---- Entries supplied

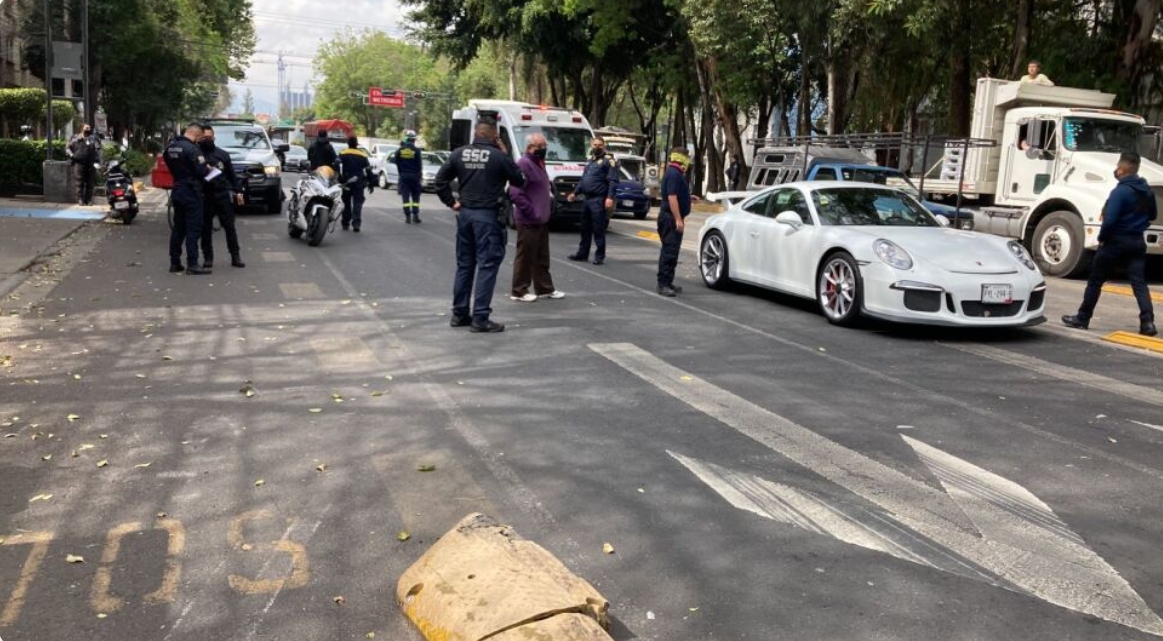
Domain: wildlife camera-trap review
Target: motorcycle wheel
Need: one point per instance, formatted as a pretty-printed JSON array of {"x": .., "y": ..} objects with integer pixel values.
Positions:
[{"x": 318, "y": 227}]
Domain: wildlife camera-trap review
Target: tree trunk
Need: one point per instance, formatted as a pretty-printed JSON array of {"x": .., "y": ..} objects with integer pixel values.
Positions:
[{"x": 1022, "y": 31}]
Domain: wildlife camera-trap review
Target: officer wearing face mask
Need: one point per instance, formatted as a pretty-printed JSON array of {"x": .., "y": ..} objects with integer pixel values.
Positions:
[
  {"x": 222, "y": 193},
  {"x": 598, "y": 186}
]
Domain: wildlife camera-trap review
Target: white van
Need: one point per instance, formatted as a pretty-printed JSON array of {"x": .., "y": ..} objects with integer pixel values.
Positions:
[{"x": 566, "y": 132}]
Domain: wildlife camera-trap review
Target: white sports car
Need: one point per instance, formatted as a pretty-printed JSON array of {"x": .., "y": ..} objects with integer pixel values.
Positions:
[{"x": 873, "y": 250}]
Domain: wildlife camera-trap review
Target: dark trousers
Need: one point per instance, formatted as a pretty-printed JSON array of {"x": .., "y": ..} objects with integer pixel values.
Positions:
[
  {"x": 530, "y": 265},
  {"x": 352, "y": 206},
  {"x": 409, "y": 193},
  {"x": 85, "y": 173},
  {"x": 479, "y": 253},
  {"x": 594, "y": 220},
  {"x": 671, "y": 244},
  {"x": 187, "y": 222},
  {"x": 219, "y": 205},
  {"x": 1127, "y": 251}
]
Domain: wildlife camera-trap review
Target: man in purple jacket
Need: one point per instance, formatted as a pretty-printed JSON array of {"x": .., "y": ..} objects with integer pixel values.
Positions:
[{"x": 530, "y": 211}]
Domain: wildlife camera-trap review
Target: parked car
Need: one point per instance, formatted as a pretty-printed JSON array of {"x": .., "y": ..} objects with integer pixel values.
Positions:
[
  {"x": 870, "y": 250},
  {"x": 295, "y": 159}
]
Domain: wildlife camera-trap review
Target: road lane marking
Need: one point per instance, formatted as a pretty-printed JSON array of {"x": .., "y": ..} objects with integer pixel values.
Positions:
[
  {"x": 295, "y": 291},
  {"x": 982, "y": 517},
  {"x": 1063, "y": 372},
  {"x": 40, "y": 542},
  {"x": 277, "y": 256},
  {"x": 1135, "y": 340},
  {"x": 1122, "y": 290}
]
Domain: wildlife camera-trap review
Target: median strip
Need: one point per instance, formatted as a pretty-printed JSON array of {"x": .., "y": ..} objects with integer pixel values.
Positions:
[{"x": 1135, "y": 340}]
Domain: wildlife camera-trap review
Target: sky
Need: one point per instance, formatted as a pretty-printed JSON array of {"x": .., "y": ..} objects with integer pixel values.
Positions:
[{"x": 297, "y": 28}]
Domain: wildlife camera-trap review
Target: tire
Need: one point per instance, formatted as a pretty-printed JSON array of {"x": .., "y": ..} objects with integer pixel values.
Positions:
[
  {"x": 714, "y": 261},
  {"x": 840, "y": 290},
  {"x": 1058, "y": 246},
  {"x": 316, "y": 229}
]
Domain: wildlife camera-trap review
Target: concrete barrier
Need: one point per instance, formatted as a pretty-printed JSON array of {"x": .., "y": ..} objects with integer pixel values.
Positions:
[{"x": 483, "y": 581}]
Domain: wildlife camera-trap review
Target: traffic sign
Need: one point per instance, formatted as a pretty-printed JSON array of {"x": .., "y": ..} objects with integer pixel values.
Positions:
[{"x": 379, "y": 98}]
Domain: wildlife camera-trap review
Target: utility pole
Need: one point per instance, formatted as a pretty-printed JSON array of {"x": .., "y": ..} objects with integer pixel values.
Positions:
[{"x": 48, "y": 83}]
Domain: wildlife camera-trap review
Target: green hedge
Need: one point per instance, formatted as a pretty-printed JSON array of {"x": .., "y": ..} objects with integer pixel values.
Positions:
[{"x": 21, "y": 163}]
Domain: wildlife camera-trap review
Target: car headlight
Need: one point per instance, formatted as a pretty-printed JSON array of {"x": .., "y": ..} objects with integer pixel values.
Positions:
[
  {"x": 1022, "y": 255},
  {"x": 892, "y": 254}
]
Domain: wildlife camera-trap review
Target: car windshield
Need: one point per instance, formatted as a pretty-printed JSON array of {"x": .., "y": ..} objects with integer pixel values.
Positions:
[
  {"x": 565, "y": 144},
  {"x": 240, "y": 136},
  {"x": 1092, "y": 134},
  {"x": 870, "y": 207}
]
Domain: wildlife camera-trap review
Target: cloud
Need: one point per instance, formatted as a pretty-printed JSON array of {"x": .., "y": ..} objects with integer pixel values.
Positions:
[{"x": 297, "y": 28}]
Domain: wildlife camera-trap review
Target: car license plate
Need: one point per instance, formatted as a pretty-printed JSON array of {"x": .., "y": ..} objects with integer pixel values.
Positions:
[{"x": 997, "y": 294}]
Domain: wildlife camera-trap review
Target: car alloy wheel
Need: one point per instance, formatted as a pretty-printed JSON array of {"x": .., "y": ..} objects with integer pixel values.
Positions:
[{"x": 837, "y": 290}]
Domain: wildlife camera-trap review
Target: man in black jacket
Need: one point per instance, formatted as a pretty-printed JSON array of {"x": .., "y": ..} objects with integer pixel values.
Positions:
[
  {"x": 321, "y": 152},
  {"x": 1128, "y": 212},
  {"x": 222, "y": 193},
  {"x": 482, "y": 170}
]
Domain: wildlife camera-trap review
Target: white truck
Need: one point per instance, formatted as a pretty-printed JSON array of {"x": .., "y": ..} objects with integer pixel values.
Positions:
[
  {"x": 1050, "y": 172},
  {"x": 566, "y": 132}
]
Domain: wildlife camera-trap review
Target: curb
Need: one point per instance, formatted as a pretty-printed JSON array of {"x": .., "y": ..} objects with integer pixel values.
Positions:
[{"x": 483, "y": 581}]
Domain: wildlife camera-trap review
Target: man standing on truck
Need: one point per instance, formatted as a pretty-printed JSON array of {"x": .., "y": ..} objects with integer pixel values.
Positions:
[
  {"x": 408, "y": 161},
  {"x": 598, "y": 186},
  {"x": 676, "y": 206},
  {"x": 1034, "y": 75},
  {"x": 1128, "y": 212},
  {"x": 482, "y": 169}
]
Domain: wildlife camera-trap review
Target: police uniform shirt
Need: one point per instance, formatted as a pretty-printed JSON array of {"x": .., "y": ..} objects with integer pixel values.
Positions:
[{"x": 599, "y": 179}]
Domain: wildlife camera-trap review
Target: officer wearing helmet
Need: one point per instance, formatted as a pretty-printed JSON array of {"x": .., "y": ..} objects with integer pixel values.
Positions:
[{"x": 408, "y": 162}]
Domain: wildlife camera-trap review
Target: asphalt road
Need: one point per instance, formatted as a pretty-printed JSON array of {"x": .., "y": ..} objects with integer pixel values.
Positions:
[{"x": 760, "y": 474}]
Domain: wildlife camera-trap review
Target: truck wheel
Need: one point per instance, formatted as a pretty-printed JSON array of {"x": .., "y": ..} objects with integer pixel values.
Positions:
[{"x": 1058, "y": 246}]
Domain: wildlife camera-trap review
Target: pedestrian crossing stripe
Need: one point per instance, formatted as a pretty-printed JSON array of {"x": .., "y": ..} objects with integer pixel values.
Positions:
[{"x": 1135, "y": 340}]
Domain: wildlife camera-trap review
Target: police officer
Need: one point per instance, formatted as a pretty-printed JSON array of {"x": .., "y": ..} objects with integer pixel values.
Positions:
[
  {"x": 598, "y": 186},
  {"x": 407, "y": 161},
  {"x": 187, "y": 164},
  {"x": 676, "y": 206},
  {"x": 355, "y": 175},
  {"x": 482, "y": 170},
  {"x": 222, "y": 193},
  {"x": 321, "y": 152},
  {"x": 1128, "y": 212}
]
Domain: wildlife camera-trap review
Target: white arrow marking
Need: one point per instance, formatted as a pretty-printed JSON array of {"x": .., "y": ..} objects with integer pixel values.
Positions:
[{"x": 1008, "y": 532}]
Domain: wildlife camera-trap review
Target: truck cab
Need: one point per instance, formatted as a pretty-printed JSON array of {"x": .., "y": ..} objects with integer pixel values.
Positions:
[{"x": 566, "y": 130}]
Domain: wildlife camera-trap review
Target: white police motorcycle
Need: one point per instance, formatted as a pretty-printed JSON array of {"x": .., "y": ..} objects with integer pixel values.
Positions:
[{"x": 314, "y": 206}]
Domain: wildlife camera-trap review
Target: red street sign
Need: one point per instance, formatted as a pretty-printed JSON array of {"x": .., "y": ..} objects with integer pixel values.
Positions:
[{"x": 379, "y": 98}]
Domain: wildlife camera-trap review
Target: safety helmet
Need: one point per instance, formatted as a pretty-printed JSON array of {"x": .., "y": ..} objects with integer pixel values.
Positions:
[{"x": 326, "y": 172}]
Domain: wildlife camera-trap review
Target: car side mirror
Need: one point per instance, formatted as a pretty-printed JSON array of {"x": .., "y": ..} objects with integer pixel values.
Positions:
[{"x": 791, "y": 219}]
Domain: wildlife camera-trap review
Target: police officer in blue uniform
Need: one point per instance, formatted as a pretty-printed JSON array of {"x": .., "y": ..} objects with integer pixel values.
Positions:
[
  {"x": 407, "y": 159},
  {"x": 222, "y": 193},
  {"x": 355, "y": 171},
  {"x": 187, "y": 164},
  {"x": 482, "y": 170},
  {"x": 598, "y": 186}
]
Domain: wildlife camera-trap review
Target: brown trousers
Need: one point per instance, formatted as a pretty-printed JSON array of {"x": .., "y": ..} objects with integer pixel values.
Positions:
[{"x": 532, "y": 262}]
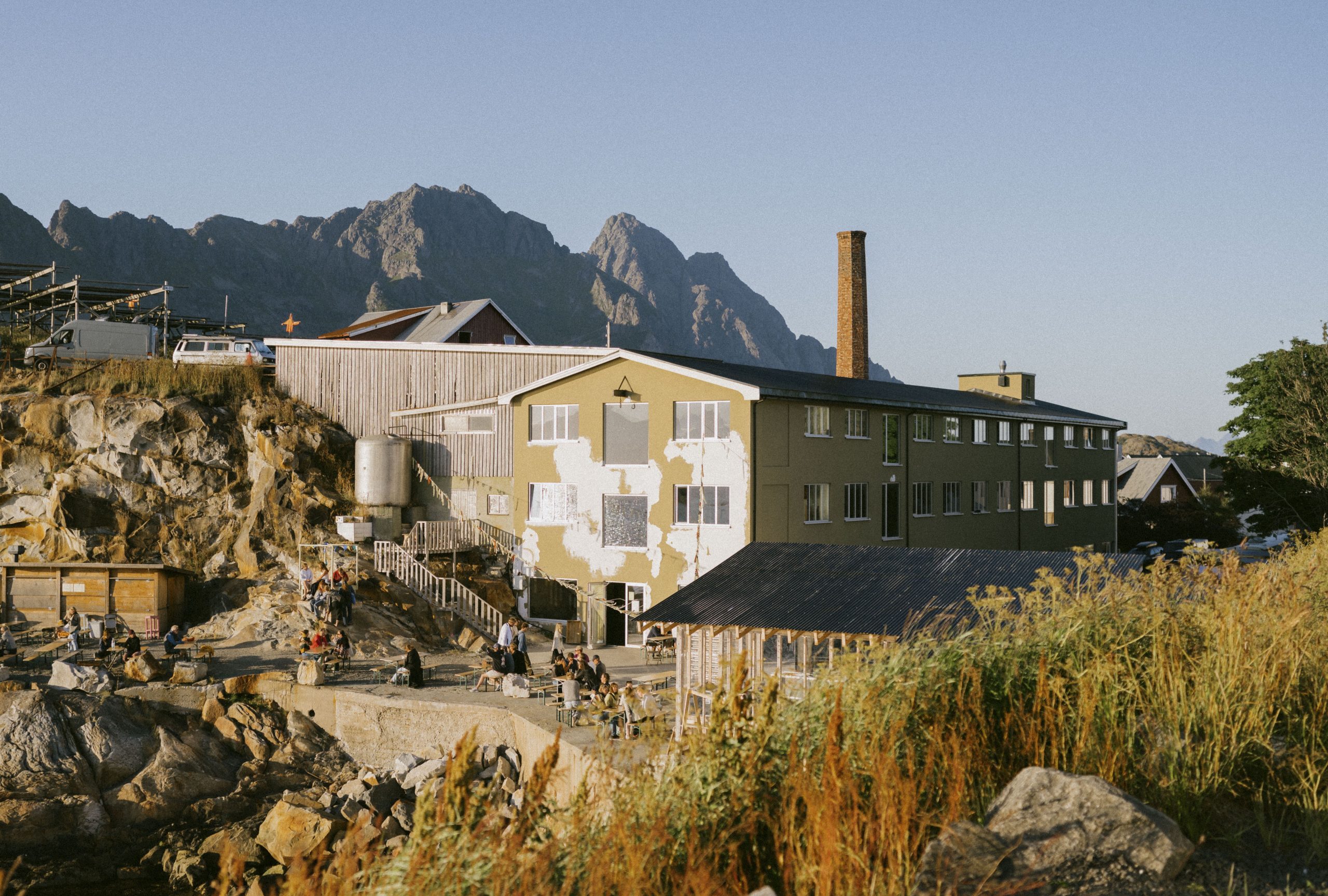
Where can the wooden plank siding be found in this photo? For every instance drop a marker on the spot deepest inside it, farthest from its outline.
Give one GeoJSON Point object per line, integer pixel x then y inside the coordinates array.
{"type": "Point", "coordinates": [361, 384]}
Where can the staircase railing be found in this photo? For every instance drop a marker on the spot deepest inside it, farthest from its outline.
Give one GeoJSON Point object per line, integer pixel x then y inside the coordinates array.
{"type": "Point", "coordinates": [444, 592]}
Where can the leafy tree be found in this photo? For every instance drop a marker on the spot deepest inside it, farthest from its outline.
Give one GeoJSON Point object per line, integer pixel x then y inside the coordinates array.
{"type": "Point", "coordinates": [1208, 517]}
{"type": "Point", "coordinates": [1278, 461]}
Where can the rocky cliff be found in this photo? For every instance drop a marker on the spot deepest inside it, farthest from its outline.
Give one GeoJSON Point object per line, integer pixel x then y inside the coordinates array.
{"type": "Point", "coordinates": [430, 245]}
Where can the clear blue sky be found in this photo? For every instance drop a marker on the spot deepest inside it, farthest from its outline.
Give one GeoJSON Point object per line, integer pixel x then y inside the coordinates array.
{"type": "Point", "coordinates": [1128, 200]}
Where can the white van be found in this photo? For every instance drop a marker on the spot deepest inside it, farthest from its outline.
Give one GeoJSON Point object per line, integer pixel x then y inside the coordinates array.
{"type": "Point", "coordinates": [222, 350]}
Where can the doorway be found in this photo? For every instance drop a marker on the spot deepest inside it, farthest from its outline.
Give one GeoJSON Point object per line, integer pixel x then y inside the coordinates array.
{"type": "Point", "coordinates": [622, 598]}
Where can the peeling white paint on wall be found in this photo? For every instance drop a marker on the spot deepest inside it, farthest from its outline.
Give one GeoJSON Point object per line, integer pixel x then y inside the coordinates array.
{"type": "Point", "coordinates": [714, 464]}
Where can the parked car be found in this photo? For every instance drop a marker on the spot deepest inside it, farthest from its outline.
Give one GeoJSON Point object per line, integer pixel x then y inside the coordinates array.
{"type": "Point", "coordinates": [222, 350]}
{"type": "Point", "coordinates": [93, 340]}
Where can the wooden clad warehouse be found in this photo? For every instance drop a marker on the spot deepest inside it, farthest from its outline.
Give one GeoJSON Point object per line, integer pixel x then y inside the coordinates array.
{"type": "Point", "coordinates": [43, 592]}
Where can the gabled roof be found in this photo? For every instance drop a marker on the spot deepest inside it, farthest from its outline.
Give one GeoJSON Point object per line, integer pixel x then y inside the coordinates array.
{"type": "Point", "coordinates": [1144, 476]}
{"type": "Point", "coordinates": [774, 383]}
{"type": "Point", "coordinates": [854, 590]}
{"type": "Point", "coordinates": [433, 324]}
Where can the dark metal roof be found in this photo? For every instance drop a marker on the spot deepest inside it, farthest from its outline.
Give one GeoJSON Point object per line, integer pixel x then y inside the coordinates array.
{"type": "Point", "coordinates": [801, 385]}
{"type": "Point", "coordinates": [855, 590]}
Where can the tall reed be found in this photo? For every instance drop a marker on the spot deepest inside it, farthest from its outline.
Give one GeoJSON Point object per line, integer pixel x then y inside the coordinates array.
{"type": "Point", "coordinates": [1201, 691]}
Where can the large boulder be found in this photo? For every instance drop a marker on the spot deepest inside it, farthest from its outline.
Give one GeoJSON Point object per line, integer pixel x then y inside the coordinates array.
{"type": "Point", "coordinates": [293, 833]}
{"type": "Point", "coordinates": [68, 676]}
{"type": "Point", "coordinates": [183, 771]}
{"type": "Point", "coordinates": [143, 667]}
{"type": "Point", "coordinates": [1067, 821]}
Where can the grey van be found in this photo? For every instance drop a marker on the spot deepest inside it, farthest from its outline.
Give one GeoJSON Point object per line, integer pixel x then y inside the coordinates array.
{"type": "Point", "coordinates": [93, 340]}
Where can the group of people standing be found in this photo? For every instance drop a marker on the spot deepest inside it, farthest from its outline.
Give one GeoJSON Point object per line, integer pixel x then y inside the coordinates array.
{"type": "Point", "coordinates": [330, 594]}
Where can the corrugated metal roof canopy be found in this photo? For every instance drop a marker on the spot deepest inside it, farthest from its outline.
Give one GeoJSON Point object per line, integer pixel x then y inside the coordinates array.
{"type": "Point", "coordinates": [853, 590]}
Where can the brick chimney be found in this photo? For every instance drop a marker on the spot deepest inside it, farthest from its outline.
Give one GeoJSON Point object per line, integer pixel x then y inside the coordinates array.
{"type": "Point", "coordinates": [852, 338]}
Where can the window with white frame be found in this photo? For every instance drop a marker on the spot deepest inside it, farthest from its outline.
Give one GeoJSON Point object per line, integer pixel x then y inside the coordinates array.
{"type": "Point", "coordinates": [890, 424]}
{"type": "Point", "coordinates": [700, 420]}
{"type": "Point", "coordinates": [950, 494]}
{"type": "Point", "coordinates": [553, 422]}
{"type": "Point", "coordinates": [922, 500]}
{"type": "Point", "coordinates": [626, 521]}
{"type": "Point", "coordinates": [453, 424]}
{"type": "Point", "coordinates": [854, 424]}
{"type": "Point", "coordinates": [627, 429]}
{"type": "Point", "coordinates": [890, 510]}
{"type": "Point", "coordinates": [855, 501]}
{"type": "Point", "coordinates": [553, 502]}
{"type": "Point", "coordinates": [816, 500]}
{"type": "Point", "coordinates": [819, 420]}
{"type": "Point", "coordinates": [701, 505]}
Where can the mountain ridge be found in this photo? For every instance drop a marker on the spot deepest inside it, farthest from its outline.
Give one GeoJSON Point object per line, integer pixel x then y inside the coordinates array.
{"type": "Point", "coordinates": [423, 246]}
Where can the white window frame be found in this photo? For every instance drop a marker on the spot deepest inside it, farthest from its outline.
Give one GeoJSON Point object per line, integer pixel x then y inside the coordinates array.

--------

# Prompt
Find where the line with "Where can the clear" sits in the material above, then copy exactly from it through the line with "Where can the doorway". Add no other line.

# Task answer
Where can the clear blue sky be found in this photo? For every instance drop a marker on the spot deepest inside it, farthest from its outline.
Give one GeoJSON Point object per line, integer pixel x then y inside the coordinates array.
{"type": "Point", "coordinates": [1128, 200]}
Where can the white van be found in this photo? For every instance drop a marker on the spot deepest inside it, farthest from its outline.
Give one GeoJSON Point object per line, integer pixel x then y inside the coordinates array.
{"type": "Point", "coordinates": [222, 350]}
Where can the doorway be found in this photo? For every instance drop a marker on the spot deepest inside it, farthest from its outline.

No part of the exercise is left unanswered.